### EXERCISE INSTRUCTIONS
Filter the listing and keep only the lines with the word "teeth".

### INPUT FOR THIS TASK
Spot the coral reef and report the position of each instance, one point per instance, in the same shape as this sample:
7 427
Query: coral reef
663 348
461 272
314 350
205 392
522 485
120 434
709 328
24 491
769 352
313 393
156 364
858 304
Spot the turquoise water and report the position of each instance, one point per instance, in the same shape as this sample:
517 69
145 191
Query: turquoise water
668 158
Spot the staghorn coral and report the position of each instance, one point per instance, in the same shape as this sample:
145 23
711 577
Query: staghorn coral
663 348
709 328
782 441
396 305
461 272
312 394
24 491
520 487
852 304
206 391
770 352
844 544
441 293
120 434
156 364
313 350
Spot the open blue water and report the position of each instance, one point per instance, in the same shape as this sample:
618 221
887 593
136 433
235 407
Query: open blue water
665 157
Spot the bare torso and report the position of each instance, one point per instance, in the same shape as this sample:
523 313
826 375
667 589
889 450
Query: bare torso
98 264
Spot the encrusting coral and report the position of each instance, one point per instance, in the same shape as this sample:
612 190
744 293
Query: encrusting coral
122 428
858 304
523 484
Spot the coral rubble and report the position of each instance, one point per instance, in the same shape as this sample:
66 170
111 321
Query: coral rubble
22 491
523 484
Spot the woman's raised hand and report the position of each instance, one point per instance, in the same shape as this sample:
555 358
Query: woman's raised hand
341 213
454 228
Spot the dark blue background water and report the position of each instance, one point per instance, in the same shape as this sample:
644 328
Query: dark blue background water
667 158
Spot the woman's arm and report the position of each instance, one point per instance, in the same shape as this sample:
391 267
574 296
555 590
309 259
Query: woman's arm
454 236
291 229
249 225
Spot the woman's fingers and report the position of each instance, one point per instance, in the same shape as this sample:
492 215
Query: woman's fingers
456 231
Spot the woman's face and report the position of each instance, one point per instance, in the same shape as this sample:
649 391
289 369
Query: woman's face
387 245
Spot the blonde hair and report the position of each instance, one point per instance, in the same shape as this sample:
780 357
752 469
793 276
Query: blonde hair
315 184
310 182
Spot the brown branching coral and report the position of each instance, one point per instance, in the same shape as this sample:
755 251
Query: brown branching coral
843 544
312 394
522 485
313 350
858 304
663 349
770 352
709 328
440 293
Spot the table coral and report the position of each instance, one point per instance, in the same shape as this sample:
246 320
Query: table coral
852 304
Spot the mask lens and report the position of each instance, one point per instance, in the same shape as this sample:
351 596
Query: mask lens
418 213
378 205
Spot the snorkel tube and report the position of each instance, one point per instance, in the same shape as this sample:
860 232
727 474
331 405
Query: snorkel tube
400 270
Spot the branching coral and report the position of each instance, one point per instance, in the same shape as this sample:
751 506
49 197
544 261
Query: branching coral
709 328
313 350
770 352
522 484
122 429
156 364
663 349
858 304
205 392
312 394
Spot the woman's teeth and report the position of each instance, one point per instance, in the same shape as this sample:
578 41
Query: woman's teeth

### EXPECTED ANSWER
Spot the woman's teeth and report the position of each instance, one point per instance, in the same shape as this sample:
Query: woman's teeth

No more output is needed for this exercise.